Extract every record, exactly as written, and ignore the pictures.

_Data entries_
* * * * * * *

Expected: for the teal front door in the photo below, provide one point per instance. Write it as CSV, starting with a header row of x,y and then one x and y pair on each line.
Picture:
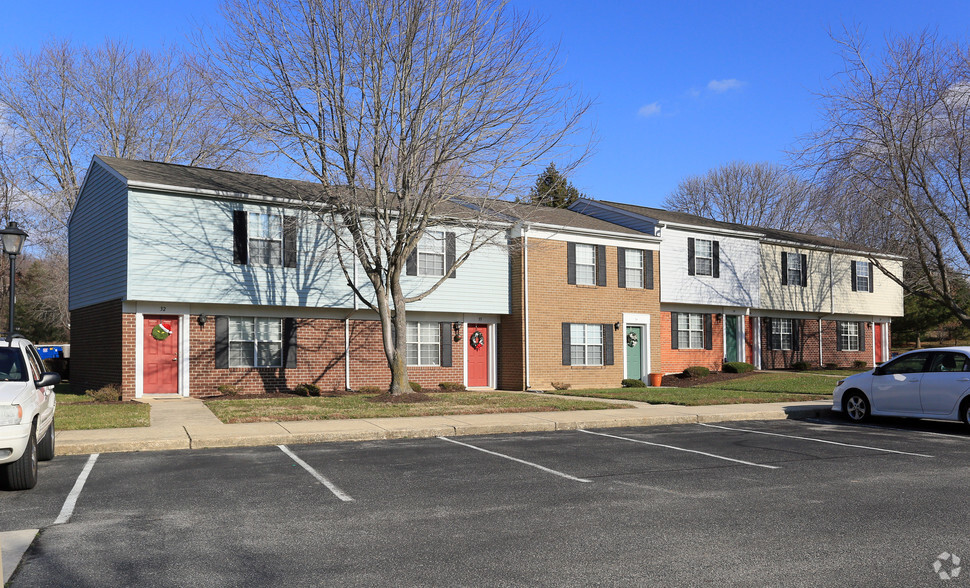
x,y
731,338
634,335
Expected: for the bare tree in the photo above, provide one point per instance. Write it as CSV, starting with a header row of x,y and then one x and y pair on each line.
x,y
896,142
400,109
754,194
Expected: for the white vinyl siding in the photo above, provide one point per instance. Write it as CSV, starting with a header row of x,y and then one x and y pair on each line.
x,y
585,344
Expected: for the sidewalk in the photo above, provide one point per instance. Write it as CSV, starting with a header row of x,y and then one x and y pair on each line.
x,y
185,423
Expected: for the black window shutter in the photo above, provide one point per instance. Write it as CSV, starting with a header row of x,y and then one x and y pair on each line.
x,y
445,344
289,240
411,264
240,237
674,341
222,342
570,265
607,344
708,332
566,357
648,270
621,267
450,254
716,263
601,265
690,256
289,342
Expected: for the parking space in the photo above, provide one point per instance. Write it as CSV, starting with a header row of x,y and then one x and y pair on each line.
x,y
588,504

* * * * * * *

_In response_
Expected: for the teal front door in the photo below, provide one point per instance. Write it as CSV, starting with a header row of x,y and then one x and y pair on each line.
Picture:
x,y
731,338
634,335
Expected: for the bare tree in the photo above, provide one point per instance. Write it as CSV, starting with a header row of x,y and then one x and y pair on each line.
x,y
896,142
400,109
754,194
Expected: for the white vinyl siding in the photo above, provide one point per instance. Write it as CSV, starting with a header row of x,y and then one x and y pair on each line.
x,y
585,344
Expected: for the sidewalk in the photo above, provide one point per instance. Write it as CSV, starting with a header row of x,y and then one x and y pair on each line.
x,y
185,423
Expected: for the black window shutter in the photo above, provide one point per instance. Write it as CSV, starting with a header row of x,y and then one x and y pair on each line.
x,y
445,344
289,240
411,264
240,237
674,341
222,342
570,265
607,344
708,332
566,357
648,270
621,267
450,254
716,263
601,265
690,256
289,342
Expected: for the parking space in the photo above, provide one point per instance. Write it as CSV, starting with a header row of x,y and then one x and y pair on each line.
x,y
588,504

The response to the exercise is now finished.